• [Exercise aim] Pull out each line of the data below that contains the word "cliff".

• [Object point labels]
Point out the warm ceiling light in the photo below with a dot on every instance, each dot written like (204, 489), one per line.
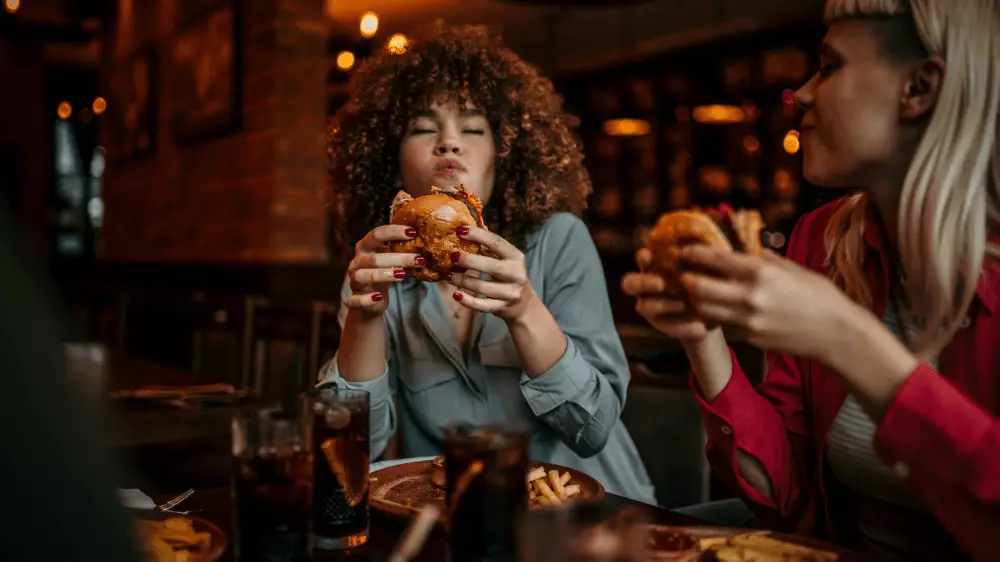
(369, 24)
(718, 114)
(791, 142)
(397, 44)
(626, 127)
(345, 60)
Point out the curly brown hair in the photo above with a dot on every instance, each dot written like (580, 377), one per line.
(539, 163)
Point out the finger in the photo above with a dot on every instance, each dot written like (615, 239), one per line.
(380, 261)
(702, 288)
(637, 284)
(657, 307)
(494, 242)
(643, 258)
(490, 266)
(715, 313)
(365, 300)
(382, 234)
(481, 304)
(367, 277)
(725, 262)
(491, 289)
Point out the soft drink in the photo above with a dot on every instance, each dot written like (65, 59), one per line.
(340, 468)
(485, 472)
(272, 495)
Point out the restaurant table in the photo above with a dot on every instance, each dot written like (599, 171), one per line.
(215, 506)
(134, 423)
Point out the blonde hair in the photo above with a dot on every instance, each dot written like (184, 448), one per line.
(949, 197)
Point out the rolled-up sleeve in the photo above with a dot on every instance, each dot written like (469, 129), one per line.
(580, 397)
(382, 415)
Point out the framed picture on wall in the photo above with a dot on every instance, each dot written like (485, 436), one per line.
(205, 75)
(133, 105)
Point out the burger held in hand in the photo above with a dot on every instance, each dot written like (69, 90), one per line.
(436, 218)
(734, 231)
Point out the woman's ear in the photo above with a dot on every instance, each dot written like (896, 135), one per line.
(923, 87)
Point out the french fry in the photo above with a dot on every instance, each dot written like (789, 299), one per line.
(709, 542)
(536, 473)
(760, 542)
(543, 487)
(556, 482)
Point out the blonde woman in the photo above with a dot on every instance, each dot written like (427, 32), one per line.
(878, 424)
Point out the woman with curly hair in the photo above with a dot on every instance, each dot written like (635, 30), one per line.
(536, 341)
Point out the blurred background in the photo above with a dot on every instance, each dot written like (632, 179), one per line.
(165, 160)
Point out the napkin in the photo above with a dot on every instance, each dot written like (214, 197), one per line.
(135, 499)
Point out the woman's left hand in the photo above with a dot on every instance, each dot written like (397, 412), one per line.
(508, 292)
(777, 303)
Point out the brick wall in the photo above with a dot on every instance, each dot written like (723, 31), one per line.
(23, 130)
(253, 196)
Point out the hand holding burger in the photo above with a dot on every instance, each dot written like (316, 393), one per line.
(661, 289)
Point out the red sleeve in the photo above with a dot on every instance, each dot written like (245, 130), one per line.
(947, 448)
(768, 423)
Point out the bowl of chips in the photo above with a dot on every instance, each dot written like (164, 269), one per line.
(166, 537)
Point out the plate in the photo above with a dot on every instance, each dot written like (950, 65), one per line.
(217, 545)
(833, 552)
(399, 490)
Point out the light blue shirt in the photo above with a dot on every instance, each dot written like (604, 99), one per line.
(573, 409)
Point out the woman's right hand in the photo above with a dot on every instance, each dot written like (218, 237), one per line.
(371, 273)
(670, 315)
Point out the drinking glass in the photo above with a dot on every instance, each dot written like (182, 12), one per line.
(272, 485)
(340, 467)
(485, 470)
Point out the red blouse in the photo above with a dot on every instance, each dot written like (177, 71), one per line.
(941, 432)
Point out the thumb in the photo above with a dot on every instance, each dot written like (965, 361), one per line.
(770, 256)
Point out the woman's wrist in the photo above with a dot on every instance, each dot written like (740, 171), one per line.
(710, 362)
(870, 359)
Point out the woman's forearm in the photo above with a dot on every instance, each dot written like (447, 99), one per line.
(713, 367)
(870, 359)
(539, 340)
(711, 363)
(361, 355)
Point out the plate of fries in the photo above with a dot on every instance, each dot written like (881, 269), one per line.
(173, 538)
(553, 485)
(720, 544)
(400, 490)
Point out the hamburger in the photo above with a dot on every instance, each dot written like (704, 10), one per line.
(436, 218)
(731, 230)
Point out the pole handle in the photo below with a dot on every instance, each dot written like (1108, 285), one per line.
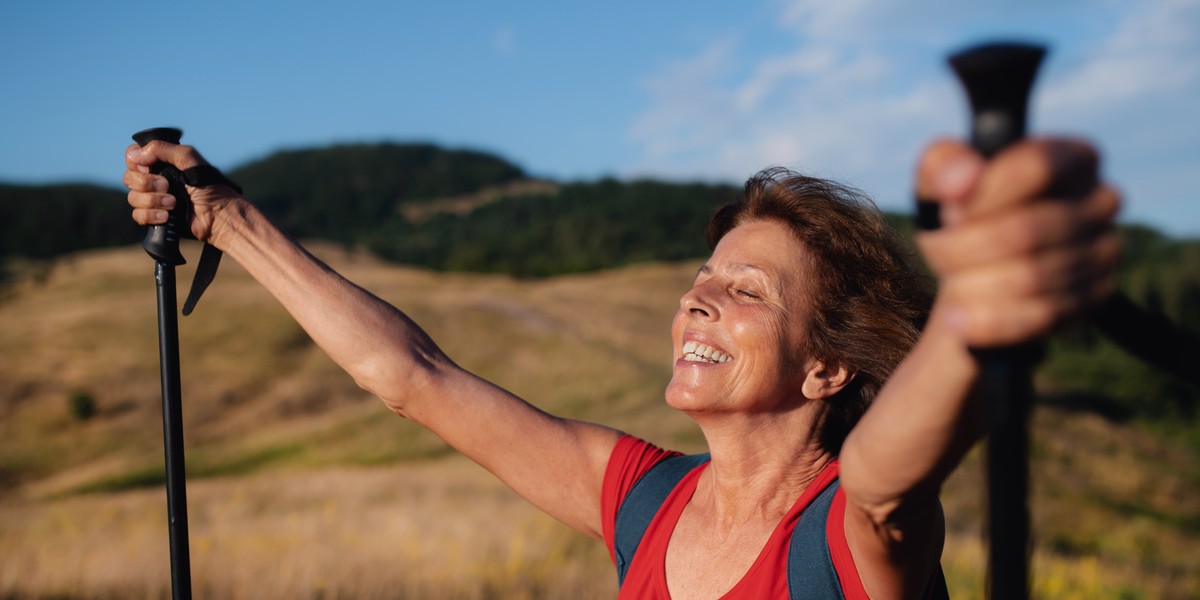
(997, 79)
(162, 240)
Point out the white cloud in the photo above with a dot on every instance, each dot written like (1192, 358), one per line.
(858, 88)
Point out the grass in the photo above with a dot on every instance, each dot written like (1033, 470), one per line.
(303, 486)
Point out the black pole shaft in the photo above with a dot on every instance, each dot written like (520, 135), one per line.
(1008, 395)
(173, 431)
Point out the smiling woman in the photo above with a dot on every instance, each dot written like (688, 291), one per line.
(831, 417)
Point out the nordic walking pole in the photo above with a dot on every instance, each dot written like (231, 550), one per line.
(997, 78)
(162, 244)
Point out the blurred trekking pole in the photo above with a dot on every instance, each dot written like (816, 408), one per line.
(997, 79)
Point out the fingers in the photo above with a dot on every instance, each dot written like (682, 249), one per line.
(1029, 239)
(1015, 300)
(948, 174)
(1013, 233)
(139, 159)
(1035, 168)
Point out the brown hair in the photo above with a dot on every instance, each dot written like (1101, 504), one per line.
(869, 299)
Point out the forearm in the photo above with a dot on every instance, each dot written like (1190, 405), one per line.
(372, 341)
(917, 431)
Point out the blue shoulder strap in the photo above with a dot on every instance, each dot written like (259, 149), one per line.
(643, 502)
(810, 570)
(810, 573)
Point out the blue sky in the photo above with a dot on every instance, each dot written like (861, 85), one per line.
(683, 90)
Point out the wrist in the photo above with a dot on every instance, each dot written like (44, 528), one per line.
(229, 222)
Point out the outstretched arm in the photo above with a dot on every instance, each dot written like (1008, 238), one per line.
(1029, 244)
(556, 463)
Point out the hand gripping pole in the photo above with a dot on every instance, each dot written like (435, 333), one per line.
(997, 79)
(162, 244)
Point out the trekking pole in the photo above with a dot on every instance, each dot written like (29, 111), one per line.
(162, 244)
(997, 78)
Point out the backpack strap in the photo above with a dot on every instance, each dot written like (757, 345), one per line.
(643, 502)
(810, 571)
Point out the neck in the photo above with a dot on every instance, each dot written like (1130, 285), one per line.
(761, 463)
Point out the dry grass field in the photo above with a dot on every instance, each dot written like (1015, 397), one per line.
(300, 486)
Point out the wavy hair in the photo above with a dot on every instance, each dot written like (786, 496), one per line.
(869, 299)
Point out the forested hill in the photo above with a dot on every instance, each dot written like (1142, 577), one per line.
(414, 203)
(472, 211)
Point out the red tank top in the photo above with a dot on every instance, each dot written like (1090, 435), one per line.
(766, 579)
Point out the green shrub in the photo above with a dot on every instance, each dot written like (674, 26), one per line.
(82, 405)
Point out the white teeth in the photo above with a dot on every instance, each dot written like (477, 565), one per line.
(699, 352)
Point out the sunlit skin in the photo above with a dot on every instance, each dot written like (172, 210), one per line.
(761, 412)
(748, 301)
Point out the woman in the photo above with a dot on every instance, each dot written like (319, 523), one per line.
(792, 327)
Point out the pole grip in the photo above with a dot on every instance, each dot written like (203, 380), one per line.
(997, 79)
(162, 240)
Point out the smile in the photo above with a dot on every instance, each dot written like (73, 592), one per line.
(696, 352)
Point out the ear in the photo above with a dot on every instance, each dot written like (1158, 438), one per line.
(822, 381)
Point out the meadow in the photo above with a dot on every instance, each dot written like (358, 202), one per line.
(301, 486)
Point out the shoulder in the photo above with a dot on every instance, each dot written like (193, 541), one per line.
(630, 460)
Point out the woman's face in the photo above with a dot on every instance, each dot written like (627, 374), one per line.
(738, 334)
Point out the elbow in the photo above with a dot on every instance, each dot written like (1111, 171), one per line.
(400, 384)
(885, 497)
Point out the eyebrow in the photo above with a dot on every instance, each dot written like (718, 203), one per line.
(737, 267)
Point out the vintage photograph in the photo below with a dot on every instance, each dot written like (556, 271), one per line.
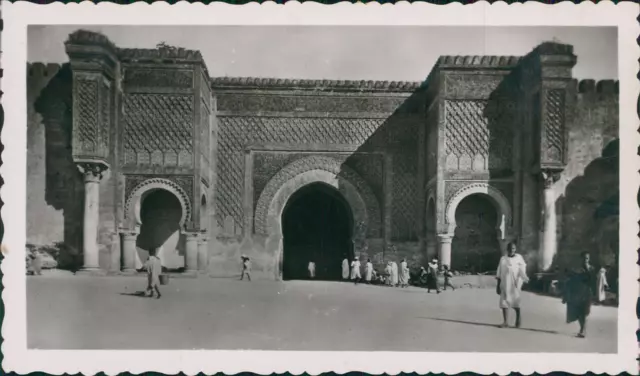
(307, 189)
(323, 188)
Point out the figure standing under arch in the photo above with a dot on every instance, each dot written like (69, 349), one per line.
(511, 274)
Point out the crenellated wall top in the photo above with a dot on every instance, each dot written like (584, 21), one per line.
(255, 83)
(477, 62)
(599, 87)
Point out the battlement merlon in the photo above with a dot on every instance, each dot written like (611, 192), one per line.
(90, 50)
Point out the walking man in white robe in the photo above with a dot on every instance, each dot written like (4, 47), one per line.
(404, 273)
(345, 269)
(511, 274)
(312, 269)
(394, 274)
(355, 271)
(368, 272)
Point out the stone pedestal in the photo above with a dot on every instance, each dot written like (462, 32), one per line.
(444, 249)
(116, 255)
(93, 173)
(191, 257)
(203, 253)
(548, 239)
(129, 251)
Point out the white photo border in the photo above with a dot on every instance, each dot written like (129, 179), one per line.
(17, 16)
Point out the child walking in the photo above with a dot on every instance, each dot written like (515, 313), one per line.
(448, 275)
(154, 268)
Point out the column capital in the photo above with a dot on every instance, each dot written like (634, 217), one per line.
(128, 234)
(93, 171)
(445, 238)
(549, 177)
(191, 235)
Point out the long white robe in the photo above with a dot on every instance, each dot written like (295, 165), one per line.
(388, 271)
(404, 273)
(394, 273)
(368, 274)
(512, 272)
(602, 284)
(355, 269)
(345, 269)
(312, 269)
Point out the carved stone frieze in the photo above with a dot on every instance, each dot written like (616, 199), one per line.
(478, 135)
(309, 103)
(316, 85)
(158, 130)
(461, 86)
(169, 78)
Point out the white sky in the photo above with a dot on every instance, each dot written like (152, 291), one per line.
(392, 53)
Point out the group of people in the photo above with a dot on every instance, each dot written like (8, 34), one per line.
(580, 287)
(393, 275)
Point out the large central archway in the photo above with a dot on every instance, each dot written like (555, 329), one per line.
(475, 246)
(160, 214)
(317, 226)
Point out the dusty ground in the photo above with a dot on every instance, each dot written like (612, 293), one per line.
(73, 312)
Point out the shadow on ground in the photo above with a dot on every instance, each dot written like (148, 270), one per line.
(489, 325)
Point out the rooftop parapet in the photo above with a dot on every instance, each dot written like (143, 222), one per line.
(231, 83)
(477, 62)
(597, 87)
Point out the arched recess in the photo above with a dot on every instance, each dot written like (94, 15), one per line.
(501, 203)
(316, 169)
(133, 202)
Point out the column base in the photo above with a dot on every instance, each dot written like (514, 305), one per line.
(92, 272)
(187, 274)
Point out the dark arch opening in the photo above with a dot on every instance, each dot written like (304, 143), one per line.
(317, 224)
(160, 214)
(475, 247)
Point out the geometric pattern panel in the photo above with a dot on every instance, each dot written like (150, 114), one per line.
(158, 129)
(237, 131)
(87, 133)
(554, 126)
(404, 209)
(478, 134)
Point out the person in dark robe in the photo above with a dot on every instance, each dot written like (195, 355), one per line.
(578, 294)
(448, 276)
(432, 276)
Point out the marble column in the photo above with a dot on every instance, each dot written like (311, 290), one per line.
(203, 252)
(191, 257)
(432, 248)
(548, 244)
(93, 173)
(444, 249)
(129, 251)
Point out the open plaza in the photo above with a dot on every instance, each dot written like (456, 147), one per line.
(74, 312)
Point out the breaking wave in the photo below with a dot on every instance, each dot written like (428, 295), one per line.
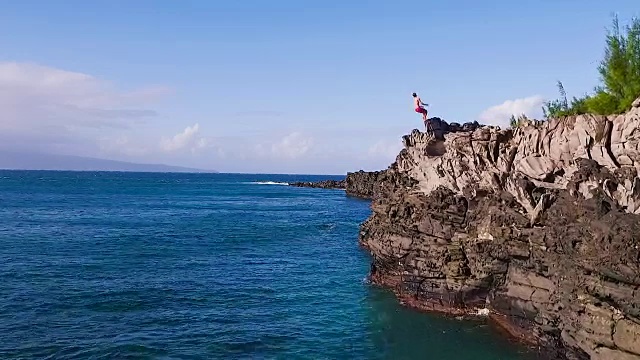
(268, 183)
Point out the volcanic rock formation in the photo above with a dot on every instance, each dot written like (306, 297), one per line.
(539, 224)
(360, 184)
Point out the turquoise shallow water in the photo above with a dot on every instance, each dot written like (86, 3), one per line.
(201, 266)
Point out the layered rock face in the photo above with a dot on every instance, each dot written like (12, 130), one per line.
(540, 225)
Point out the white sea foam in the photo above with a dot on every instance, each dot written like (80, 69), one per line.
(268, 183)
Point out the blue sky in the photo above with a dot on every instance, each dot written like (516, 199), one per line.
(280, 86)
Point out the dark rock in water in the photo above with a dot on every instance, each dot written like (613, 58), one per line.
(362, 183)
(358, 184)
(324, 184)
(538, 226)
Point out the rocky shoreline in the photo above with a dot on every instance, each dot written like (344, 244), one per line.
(361, 184)
(538, 227)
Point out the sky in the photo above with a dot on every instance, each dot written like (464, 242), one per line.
(281, 86)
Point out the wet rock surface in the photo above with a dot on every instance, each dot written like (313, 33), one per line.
(540, 225)
(360, 184)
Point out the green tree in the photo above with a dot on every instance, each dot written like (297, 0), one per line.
(619, 75)
(619, 71)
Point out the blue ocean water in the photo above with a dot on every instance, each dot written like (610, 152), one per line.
(202, 266)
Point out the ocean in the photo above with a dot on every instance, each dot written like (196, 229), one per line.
(106, 265)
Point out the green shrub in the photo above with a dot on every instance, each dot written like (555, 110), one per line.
(619, 74)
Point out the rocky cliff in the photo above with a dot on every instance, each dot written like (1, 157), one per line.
(539, 225)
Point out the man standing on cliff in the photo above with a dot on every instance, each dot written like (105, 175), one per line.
(417, 104)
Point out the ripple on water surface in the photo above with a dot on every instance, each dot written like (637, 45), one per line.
(118, 265)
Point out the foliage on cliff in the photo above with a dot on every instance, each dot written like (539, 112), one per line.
(619, 74)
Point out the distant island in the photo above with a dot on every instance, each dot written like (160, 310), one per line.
(11, 160)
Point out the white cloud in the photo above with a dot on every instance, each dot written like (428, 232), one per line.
(292, 146)
(123, 145)
(189, 139)
(32, 95)
(500, 114)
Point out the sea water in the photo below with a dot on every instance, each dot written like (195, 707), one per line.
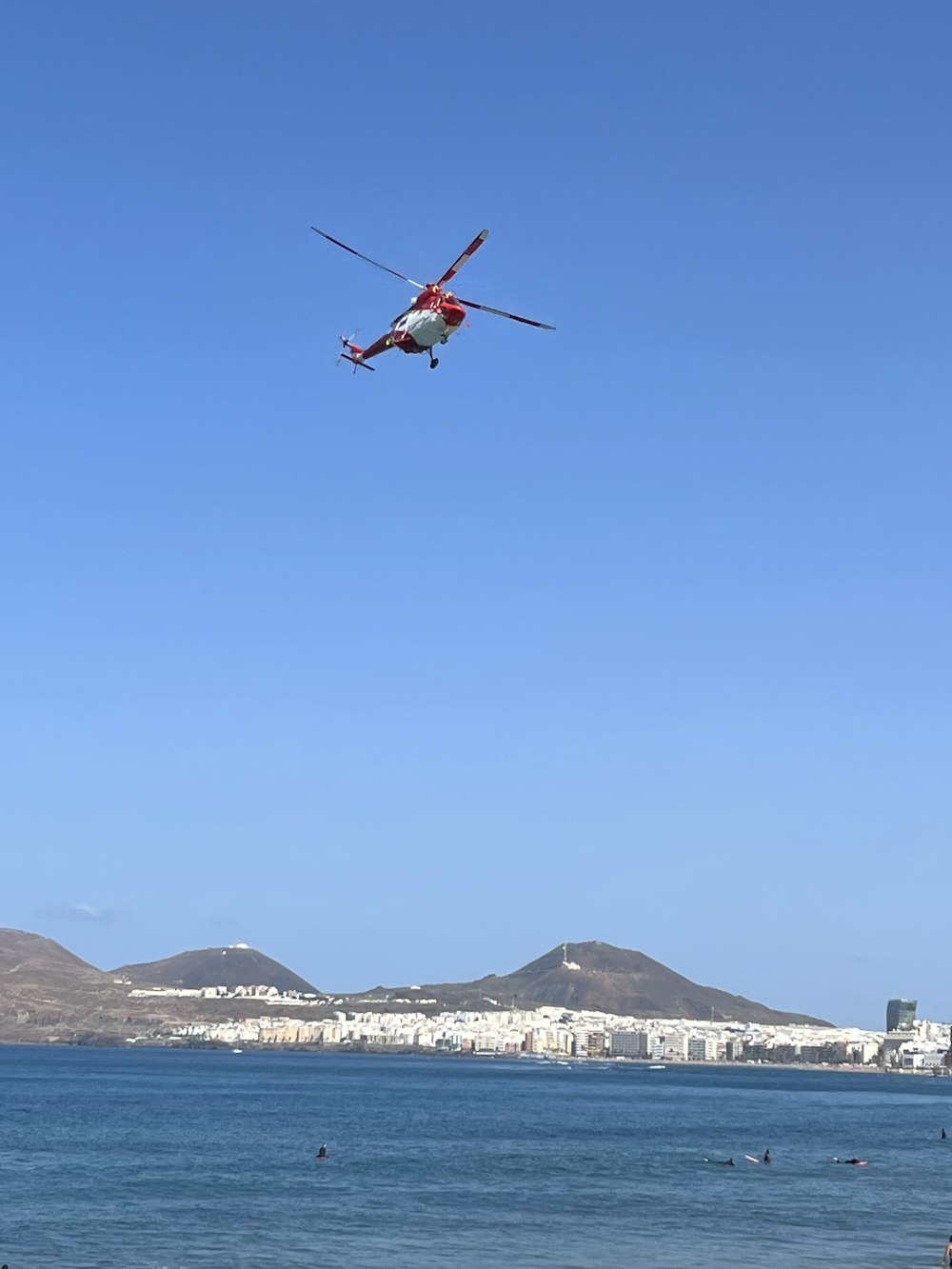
(185, 1159)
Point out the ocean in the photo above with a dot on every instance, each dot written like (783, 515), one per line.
(183, 1159)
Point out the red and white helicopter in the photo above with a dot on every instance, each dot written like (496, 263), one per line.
(432, 317)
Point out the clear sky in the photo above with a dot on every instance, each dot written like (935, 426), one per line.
(636, 631)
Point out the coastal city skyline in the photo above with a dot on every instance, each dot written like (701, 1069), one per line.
(635, 629)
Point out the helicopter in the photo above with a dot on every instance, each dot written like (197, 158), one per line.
(433, 316)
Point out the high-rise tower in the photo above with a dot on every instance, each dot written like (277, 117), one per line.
(901, 1014)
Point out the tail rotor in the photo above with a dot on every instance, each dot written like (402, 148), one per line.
(350, 351)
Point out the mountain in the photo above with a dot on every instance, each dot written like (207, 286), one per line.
(30, 959)
(235, 966)
(49, 994)
(612, 980)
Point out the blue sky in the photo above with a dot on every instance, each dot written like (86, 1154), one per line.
(635, 631)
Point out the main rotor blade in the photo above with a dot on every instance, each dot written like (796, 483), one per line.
(402, 275)
(499, 312)
(457, 264)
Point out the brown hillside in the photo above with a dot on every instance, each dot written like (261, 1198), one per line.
(611, 980)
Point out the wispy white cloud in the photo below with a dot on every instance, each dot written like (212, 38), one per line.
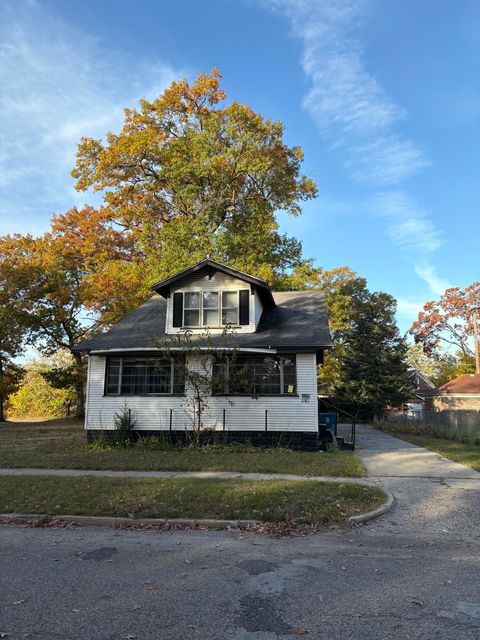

• [Solution to this task]
Point out the rocky cliff in the photo above with a dot on every instance, each dot written like (1, 157), one per line.
Point out the man standing on cliff in the photo above with a dot on every instance, each dot written like (105, 175), one per line.
Point out the foliage on cliff in the photo above with a dot on every instance, each dot written like (539, 112), one per line.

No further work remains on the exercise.